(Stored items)
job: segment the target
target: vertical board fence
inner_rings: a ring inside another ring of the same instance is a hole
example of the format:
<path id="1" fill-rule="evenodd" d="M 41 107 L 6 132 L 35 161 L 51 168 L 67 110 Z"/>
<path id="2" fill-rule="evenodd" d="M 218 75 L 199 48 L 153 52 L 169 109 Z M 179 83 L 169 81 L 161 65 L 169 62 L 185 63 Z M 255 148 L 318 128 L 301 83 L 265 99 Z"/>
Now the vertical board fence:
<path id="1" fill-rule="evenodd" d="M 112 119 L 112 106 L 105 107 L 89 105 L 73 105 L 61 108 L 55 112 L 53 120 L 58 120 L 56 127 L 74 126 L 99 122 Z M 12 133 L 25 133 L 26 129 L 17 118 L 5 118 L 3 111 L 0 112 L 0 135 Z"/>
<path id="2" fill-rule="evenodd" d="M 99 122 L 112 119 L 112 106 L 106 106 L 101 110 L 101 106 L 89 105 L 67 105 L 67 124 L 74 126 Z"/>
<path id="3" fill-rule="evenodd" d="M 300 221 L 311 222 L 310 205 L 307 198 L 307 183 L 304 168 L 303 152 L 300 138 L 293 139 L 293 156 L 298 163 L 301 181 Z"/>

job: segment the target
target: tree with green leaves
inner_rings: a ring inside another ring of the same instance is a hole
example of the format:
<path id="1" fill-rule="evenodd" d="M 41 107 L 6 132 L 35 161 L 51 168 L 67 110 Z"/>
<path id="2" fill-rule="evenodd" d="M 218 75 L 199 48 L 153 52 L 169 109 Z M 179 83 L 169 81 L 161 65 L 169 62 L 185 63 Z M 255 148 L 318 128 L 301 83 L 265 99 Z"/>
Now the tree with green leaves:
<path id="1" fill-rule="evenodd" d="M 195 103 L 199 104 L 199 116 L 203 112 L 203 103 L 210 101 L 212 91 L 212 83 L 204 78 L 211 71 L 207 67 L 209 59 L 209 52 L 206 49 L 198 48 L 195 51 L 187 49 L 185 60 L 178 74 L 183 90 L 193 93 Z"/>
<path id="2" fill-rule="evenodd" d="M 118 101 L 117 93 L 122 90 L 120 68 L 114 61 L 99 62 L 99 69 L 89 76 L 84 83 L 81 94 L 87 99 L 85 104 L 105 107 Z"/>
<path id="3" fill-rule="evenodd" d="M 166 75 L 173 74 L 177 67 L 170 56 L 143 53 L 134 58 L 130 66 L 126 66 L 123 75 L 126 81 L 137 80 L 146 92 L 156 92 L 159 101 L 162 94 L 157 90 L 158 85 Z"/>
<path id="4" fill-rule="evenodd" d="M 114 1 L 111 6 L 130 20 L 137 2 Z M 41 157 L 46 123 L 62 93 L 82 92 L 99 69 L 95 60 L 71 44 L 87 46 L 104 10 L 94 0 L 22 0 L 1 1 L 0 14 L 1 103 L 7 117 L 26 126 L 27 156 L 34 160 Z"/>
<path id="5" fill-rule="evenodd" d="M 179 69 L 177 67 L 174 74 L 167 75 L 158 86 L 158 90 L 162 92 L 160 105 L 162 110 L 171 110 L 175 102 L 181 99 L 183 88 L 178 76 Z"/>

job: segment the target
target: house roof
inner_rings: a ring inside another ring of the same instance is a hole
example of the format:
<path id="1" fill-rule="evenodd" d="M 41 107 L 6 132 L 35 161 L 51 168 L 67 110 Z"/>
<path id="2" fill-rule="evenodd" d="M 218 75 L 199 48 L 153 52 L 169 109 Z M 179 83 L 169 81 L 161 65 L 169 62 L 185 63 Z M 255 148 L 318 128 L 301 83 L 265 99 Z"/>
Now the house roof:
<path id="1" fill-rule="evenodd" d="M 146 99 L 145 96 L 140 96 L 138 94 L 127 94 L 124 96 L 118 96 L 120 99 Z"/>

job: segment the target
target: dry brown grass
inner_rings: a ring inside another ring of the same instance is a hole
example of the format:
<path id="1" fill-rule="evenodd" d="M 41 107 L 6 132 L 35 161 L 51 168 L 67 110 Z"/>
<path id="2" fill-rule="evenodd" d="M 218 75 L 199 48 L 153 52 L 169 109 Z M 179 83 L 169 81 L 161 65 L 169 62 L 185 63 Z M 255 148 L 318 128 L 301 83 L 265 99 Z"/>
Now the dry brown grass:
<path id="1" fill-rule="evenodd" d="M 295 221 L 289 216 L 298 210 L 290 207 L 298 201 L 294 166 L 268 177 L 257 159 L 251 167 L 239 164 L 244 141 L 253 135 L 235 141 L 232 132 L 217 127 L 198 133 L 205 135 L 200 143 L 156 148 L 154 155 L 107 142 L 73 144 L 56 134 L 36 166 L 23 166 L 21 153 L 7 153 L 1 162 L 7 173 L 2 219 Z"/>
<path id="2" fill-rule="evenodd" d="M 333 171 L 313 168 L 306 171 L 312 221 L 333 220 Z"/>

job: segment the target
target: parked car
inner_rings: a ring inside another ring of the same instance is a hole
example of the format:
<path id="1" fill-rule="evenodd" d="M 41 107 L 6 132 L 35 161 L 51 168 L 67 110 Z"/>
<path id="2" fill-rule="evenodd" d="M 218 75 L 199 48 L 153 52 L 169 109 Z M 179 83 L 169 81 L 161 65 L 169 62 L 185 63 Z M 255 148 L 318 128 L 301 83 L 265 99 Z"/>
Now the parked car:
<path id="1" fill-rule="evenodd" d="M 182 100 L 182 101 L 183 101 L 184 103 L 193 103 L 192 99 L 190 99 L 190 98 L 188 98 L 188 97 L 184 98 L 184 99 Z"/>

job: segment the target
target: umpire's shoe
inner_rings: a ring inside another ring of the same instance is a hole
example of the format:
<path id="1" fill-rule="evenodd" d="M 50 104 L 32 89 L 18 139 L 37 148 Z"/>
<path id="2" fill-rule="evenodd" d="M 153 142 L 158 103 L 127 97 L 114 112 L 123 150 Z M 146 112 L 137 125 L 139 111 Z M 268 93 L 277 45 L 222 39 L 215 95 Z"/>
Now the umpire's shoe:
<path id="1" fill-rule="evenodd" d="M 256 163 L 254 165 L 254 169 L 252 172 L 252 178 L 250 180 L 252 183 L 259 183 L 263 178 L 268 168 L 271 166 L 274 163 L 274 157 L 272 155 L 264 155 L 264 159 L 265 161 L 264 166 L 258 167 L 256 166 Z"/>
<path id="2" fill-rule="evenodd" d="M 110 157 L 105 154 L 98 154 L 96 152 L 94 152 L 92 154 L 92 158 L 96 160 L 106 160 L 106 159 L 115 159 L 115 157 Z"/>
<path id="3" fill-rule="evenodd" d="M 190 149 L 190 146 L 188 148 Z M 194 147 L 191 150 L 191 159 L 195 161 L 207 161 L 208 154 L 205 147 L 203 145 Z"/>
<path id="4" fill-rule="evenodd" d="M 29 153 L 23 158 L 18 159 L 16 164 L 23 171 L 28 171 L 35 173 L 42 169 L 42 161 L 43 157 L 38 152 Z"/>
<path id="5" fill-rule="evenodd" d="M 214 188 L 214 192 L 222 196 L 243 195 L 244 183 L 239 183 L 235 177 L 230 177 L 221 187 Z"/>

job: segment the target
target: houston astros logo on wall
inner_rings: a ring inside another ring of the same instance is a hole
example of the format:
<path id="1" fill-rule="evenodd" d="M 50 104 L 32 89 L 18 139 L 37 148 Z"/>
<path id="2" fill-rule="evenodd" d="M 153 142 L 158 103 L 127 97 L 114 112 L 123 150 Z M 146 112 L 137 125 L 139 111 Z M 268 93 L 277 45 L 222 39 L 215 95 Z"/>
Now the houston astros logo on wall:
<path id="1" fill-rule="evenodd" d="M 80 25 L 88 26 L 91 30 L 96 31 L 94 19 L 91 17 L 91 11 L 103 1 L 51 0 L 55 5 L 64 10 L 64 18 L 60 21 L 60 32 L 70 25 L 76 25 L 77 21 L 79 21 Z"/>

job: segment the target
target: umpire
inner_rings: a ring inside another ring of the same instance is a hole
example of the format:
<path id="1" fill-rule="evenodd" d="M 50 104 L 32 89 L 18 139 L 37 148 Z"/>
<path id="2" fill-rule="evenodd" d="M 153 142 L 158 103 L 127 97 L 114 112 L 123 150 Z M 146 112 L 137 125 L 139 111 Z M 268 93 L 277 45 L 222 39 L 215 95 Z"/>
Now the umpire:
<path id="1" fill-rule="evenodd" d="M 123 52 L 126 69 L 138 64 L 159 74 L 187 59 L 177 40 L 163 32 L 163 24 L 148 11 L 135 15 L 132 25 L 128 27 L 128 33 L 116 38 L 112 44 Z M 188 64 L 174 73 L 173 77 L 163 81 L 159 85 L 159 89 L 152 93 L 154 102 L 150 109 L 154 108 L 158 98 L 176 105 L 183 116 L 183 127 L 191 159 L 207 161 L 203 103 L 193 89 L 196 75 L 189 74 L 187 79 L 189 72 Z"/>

* * *

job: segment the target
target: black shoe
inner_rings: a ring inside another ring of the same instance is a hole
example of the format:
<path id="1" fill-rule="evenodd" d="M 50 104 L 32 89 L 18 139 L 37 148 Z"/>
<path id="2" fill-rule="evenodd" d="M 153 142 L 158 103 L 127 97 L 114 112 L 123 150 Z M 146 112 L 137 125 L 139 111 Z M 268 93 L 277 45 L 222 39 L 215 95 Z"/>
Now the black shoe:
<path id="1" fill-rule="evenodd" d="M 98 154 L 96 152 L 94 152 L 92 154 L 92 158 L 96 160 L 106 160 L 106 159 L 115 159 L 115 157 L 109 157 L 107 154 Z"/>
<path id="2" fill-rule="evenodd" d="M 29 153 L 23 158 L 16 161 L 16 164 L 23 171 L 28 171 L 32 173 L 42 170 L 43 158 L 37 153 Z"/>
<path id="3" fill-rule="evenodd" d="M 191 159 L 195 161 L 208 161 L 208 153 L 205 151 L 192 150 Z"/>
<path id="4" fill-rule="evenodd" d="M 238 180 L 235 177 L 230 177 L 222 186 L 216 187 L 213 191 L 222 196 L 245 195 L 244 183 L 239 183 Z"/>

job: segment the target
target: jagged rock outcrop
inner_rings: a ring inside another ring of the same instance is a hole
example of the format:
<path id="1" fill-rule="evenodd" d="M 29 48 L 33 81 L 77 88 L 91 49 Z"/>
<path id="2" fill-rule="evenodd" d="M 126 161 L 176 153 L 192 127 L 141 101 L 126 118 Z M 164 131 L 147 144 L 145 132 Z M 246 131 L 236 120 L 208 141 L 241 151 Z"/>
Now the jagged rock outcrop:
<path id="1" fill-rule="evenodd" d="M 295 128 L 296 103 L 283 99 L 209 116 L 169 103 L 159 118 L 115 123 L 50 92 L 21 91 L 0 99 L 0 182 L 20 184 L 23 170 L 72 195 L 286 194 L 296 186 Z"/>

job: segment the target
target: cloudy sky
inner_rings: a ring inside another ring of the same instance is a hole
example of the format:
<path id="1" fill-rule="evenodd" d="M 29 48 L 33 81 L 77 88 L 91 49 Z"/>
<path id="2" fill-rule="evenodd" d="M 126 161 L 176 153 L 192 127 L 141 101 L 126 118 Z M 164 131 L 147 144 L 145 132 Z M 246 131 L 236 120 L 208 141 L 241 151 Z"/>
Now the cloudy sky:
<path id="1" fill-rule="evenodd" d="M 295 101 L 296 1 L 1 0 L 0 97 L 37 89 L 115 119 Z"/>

**GIVEN TASK:**
Return every line from the stored items above that contains the string "grass", copied as it appears.

**THE RESULT:**
target: dry brown grass
Now the dry brown grass:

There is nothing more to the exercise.